• Post author:
  • Post category:PySpark
  • Post last modified:October 10, 2025
  • Reading time:14 mins read
You are currently viewing Explain PySpark concat() Function

In PySpark, the concat() function is used to concatenate multiple string columns into a single column without any separator. It joins the values of two or more columns or string expressions directly, producing a new string column.

Advertisements

Both concat() and concat_ws() belong to the pyspark.sql.functions module and are often used for combining multiple string columns into one. However, unlike concat_ws(), the concat() function does not include a separator between values and does not skip null values automatically.

In this article, we’ll explore how the concat() function works, how it differs from concat_ws(), and several use cases such as merging multiple columns, adding fixed strings, handling null values, and using it in SQL queries.

Key Points-

  • You can use concat() to merge multiple columns or string expressions into a single string column.
  • Unlike concat_ws(), it does not add any separator between values.

[Records from a data collection]
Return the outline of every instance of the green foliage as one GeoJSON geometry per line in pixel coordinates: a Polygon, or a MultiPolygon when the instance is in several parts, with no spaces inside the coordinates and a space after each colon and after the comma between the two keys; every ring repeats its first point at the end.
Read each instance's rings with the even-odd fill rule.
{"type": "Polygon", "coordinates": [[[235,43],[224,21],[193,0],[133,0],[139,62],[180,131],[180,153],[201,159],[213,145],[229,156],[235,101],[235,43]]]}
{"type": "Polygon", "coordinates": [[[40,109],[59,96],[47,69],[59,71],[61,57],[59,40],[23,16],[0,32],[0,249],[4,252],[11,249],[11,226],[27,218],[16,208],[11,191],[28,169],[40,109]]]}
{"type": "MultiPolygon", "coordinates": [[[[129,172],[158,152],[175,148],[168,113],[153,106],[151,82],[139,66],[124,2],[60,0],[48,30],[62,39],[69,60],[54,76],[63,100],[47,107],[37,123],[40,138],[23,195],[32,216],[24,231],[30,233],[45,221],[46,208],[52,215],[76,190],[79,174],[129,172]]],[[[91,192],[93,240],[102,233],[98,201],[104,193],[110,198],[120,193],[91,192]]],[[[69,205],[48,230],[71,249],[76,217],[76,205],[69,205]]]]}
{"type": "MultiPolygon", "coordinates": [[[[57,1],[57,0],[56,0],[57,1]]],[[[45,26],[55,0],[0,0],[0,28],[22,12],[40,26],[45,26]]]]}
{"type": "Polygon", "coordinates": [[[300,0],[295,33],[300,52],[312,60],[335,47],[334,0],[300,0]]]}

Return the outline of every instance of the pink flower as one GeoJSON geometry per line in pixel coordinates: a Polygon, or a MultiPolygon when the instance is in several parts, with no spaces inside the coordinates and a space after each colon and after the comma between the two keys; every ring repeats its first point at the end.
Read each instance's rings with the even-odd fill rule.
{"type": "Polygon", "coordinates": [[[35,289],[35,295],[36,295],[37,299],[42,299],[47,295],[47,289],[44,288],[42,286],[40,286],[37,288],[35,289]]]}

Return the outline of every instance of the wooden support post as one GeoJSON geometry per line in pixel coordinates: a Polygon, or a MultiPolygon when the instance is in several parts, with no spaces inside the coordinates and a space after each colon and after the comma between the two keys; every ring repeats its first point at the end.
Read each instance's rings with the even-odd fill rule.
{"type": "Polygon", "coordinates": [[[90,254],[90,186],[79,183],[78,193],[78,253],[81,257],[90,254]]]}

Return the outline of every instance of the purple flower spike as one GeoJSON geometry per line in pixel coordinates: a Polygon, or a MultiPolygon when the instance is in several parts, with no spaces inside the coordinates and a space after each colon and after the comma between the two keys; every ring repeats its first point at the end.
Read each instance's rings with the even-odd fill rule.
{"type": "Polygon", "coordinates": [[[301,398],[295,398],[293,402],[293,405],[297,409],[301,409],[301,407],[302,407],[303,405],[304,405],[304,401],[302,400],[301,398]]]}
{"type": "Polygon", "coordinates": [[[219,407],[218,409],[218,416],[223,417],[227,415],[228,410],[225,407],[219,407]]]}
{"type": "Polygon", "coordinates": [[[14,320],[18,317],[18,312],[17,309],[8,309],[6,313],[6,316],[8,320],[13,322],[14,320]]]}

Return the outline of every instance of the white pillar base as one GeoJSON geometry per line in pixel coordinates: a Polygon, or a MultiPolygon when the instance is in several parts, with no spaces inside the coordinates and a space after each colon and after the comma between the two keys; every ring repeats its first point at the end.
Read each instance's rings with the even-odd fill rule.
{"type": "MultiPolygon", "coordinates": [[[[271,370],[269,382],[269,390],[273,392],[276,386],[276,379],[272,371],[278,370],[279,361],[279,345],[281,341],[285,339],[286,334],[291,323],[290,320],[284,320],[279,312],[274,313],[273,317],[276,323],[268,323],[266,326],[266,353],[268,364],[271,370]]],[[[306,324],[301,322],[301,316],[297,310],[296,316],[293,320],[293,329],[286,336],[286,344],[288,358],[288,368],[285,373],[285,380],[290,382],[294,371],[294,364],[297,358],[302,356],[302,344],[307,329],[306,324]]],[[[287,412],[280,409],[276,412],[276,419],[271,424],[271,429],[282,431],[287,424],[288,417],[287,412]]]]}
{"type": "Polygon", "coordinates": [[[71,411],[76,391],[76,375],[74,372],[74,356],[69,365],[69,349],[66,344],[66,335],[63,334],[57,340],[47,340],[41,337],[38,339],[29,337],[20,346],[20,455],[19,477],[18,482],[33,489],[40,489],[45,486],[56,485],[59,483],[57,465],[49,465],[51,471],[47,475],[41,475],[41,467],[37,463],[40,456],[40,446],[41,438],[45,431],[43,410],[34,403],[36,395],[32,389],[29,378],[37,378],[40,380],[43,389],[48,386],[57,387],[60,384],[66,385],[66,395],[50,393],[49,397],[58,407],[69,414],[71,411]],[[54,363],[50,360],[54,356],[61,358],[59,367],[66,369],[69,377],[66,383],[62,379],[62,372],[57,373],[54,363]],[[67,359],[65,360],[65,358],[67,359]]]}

▶ _Stated task_:
According to the PySpark concat() article, which module do concat() and concat_ws() belong to?

▶ _Correct output_:
They belong to the pyspark.sql.functions module.